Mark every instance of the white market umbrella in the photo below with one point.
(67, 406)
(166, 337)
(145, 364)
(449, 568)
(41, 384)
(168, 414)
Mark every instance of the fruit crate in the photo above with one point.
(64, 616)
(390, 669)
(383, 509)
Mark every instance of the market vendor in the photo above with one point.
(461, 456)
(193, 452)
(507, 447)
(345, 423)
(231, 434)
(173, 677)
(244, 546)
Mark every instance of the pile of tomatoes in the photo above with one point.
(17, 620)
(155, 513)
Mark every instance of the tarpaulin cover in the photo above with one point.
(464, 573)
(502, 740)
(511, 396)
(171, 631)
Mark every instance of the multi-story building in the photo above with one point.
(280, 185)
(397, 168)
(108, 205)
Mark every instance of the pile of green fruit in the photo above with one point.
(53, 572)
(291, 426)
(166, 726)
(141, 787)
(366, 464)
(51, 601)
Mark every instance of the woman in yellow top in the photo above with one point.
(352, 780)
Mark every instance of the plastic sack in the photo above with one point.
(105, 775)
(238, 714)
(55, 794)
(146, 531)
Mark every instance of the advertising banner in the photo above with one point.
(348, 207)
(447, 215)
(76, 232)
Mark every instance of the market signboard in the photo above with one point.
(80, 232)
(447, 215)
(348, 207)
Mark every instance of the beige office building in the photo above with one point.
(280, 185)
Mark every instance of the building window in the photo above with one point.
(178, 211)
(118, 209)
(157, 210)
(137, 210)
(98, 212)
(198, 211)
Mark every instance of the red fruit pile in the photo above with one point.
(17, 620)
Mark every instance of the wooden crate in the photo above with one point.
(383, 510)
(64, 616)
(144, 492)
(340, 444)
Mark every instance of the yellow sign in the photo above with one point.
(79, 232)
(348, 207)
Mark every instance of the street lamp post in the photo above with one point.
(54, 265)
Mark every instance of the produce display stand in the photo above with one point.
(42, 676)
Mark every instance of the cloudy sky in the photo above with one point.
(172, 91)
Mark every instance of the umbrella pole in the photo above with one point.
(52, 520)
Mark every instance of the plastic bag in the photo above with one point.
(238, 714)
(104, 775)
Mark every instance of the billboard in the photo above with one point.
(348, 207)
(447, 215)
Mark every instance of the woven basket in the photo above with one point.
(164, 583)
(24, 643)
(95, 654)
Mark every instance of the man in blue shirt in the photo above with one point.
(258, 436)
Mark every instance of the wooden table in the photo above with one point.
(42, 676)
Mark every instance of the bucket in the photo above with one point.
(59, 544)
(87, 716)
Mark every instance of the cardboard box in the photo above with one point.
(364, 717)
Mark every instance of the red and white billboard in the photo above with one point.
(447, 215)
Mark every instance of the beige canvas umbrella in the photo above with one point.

◇ ◇ ◇ ◇ ◇ ◇ ◇

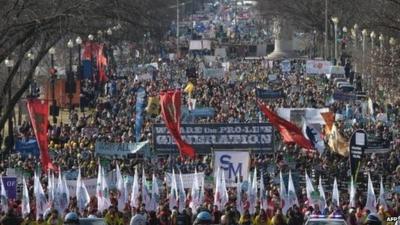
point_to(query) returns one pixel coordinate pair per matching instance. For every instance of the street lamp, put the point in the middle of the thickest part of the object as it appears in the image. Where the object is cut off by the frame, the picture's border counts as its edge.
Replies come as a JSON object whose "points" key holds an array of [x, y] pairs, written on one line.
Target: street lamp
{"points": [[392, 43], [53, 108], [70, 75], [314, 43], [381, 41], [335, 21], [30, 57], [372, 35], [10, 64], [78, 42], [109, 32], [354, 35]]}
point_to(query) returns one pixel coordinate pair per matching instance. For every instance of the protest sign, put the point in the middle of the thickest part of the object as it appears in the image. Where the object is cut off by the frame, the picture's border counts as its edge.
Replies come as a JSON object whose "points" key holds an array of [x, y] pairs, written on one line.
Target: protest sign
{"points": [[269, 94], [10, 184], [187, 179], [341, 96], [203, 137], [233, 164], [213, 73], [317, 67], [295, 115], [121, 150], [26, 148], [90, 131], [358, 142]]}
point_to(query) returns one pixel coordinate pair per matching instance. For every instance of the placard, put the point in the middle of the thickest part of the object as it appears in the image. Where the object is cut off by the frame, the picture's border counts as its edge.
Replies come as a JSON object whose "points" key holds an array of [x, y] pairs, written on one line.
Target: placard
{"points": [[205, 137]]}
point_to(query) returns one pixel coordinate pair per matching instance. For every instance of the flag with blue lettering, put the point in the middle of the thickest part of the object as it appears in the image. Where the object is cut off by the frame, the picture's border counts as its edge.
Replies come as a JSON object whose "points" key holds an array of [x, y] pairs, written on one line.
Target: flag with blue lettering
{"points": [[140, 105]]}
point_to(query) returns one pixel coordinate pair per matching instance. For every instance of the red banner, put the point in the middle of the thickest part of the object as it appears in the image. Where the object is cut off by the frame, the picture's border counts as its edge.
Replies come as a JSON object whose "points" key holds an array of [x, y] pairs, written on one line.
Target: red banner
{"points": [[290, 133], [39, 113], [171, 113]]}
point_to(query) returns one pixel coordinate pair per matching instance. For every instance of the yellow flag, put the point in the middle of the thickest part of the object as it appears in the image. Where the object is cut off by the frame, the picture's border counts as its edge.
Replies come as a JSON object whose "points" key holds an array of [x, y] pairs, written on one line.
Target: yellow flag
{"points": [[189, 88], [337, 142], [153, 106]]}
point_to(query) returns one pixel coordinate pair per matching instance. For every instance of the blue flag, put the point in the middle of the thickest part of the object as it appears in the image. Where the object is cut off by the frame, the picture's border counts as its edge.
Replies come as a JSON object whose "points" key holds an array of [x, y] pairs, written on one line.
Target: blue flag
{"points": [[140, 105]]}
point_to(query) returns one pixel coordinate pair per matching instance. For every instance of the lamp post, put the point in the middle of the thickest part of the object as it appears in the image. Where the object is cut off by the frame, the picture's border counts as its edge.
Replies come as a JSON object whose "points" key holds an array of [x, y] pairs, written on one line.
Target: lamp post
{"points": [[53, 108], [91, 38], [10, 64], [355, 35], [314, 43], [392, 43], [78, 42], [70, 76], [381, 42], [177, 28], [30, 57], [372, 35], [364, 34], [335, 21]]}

◇ ◇ ◇ ◇ ◇ ◇ ◇

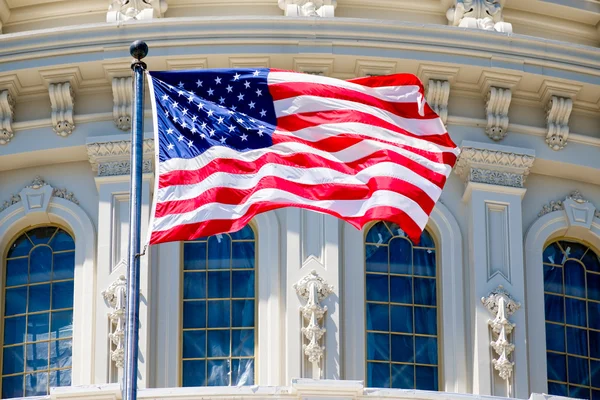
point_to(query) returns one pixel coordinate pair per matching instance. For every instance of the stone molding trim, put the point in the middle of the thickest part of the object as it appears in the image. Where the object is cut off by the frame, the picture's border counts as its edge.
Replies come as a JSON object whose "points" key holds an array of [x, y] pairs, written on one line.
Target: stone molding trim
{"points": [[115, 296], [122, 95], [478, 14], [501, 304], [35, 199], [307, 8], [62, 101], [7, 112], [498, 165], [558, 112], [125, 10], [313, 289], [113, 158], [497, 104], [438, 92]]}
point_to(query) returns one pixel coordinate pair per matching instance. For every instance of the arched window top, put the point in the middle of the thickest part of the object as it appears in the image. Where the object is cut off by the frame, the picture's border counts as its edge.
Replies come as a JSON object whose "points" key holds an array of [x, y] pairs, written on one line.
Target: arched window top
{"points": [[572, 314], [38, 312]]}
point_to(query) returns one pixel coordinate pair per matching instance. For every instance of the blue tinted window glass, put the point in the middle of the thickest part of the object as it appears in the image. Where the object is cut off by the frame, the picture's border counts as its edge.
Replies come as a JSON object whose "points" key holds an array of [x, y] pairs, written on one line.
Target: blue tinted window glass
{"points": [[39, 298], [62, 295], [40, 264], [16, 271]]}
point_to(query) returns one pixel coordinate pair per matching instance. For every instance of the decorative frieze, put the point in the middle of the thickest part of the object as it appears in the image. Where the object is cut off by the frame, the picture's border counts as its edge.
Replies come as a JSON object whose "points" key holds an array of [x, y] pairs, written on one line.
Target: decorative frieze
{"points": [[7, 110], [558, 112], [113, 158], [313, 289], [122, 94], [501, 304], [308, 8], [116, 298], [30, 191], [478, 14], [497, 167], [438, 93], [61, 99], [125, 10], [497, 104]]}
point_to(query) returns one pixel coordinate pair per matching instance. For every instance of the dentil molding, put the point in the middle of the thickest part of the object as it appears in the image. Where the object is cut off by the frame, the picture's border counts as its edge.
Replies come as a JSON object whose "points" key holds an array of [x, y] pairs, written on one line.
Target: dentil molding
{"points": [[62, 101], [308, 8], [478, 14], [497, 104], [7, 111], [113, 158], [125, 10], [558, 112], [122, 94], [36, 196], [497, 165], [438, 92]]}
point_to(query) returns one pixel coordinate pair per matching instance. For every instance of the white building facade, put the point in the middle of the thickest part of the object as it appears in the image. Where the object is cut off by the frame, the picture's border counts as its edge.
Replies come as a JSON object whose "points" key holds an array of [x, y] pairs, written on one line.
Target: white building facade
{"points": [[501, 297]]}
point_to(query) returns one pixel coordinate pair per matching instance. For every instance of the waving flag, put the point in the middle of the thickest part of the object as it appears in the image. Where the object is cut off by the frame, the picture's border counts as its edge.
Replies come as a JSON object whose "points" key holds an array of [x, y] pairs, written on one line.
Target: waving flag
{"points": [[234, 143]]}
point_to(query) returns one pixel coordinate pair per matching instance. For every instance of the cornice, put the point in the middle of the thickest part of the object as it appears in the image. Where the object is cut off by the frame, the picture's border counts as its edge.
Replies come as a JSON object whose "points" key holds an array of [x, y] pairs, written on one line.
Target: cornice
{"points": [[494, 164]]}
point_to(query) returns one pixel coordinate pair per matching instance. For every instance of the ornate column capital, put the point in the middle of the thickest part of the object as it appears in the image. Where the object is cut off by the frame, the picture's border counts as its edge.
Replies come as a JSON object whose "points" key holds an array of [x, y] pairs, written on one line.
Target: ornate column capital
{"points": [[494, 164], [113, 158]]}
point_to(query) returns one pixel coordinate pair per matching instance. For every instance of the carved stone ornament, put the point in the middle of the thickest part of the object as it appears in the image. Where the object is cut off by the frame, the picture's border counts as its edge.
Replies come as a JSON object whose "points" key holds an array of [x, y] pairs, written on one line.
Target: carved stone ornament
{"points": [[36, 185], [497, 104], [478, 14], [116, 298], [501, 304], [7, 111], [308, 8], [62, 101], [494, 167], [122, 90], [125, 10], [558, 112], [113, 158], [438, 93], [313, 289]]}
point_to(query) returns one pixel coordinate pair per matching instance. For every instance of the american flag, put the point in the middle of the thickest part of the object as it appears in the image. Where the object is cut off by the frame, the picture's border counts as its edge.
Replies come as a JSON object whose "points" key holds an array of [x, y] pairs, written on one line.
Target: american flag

◇ ◇ ◇ ◇ ◇ ◇ ◇

→ **WHAT IS BEING ASKED**:
Lines holding the string "american" must be copied out of the entries above.

→ **RESPONSE BELOW**:
point_to(query) returns one pixel coordinate pair per matching instance. For every instance of the american flag, put the point in the middle of the thickest part of the object as it appears in the image. Where the object is cut off by the frame, the picture's border counts as its edge.
Target: american flag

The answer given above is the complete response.